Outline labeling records
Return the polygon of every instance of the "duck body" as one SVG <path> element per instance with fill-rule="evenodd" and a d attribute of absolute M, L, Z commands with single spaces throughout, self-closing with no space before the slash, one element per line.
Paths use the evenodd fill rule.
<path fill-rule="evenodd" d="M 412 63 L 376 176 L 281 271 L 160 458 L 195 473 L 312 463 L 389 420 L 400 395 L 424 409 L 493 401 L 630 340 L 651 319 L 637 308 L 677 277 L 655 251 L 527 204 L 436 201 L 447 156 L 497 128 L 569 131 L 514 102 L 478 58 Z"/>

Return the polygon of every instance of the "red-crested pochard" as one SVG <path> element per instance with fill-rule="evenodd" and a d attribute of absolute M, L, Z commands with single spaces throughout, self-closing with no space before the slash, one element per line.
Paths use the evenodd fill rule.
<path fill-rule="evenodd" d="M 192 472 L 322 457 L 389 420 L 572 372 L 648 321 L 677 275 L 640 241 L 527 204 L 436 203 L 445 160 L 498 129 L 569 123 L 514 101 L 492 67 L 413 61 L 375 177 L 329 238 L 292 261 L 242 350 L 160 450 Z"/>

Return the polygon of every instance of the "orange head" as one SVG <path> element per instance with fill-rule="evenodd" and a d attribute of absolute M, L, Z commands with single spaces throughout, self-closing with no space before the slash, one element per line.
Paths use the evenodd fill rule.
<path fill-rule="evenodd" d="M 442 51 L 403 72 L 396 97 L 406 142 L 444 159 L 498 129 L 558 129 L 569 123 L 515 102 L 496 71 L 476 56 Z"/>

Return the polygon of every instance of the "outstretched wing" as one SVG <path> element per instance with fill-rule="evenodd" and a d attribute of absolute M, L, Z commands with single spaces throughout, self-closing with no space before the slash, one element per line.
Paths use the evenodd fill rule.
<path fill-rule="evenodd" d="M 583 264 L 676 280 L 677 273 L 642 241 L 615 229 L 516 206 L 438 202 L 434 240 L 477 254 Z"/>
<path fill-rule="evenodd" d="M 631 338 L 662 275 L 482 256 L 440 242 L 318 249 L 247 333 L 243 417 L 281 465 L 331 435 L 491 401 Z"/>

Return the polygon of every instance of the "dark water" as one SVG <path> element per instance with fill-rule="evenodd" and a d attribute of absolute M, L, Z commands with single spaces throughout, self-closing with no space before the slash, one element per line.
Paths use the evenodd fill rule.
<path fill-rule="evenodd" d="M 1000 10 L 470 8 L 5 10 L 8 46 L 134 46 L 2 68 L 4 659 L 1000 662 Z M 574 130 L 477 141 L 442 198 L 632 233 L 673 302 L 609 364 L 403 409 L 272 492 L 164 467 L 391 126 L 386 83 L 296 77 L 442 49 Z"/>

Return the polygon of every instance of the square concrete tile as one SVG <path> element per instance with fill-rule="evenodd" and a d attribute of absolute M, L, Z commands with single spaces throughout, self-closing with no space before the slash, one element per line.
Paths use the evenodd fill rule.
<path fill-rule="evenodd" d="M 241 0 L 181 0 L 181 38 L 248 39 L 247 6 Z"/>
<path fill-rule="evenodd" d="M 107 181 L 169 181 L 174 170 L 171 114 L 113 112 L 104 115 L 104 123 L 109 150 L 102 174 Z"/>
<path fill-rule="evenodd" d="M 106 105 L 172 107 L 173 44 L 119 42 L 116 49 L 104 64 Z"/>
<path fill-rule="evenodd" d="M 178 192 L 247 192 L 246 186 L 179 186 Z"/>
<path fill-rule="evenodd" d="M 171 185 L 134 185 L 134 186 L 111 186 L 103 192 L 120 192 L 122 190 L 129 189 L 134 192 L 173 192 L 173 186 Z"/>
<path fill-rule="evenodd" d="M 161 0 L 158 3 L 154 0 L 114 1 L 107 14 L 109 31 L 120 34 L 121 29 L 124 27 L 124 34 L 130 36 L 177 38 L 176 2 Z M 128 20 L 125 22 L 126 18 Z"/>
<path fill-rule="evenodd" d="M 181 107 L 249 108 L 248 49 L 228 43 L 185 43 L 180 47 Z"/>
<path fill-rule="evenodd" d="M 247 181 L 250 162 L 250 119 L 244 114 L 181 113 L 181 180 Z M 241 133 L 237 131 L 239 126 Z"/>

## Exercise brief
Starting at the beginning of the records and ending with the line that contains "412 63 L 376", convert those records into a two-column CSV with the headers "prompt" and "reply", one row per record. Put each text in a single quoted field and replace its line breaks with spaces.

## Final answer
prompt,reply
"Return the polygon of every instance of the ""duck body"" as one SVG <path> element per instance with fill-rule=""evenodd"" and a d attribute of absolute M, L, Z commands with single spaces throughout, self-closing with no space before the slash, one element per line. Paths use the evenodd fill rule.","<path fill-rule=""evenodd"" d=""M 412 63 L 376 176 L 281 271 L 160 458 L 195 473 L 312 463 L 389 420 L 400 395 L 424 409 L 493 401 L 630 340 L 651 319 L 637 308 L 677 277 L 655 251 L 527 204 L 436 201 L 447 156 L 497 128 L 569 131 L 514 102 L 478 58 Z""/>"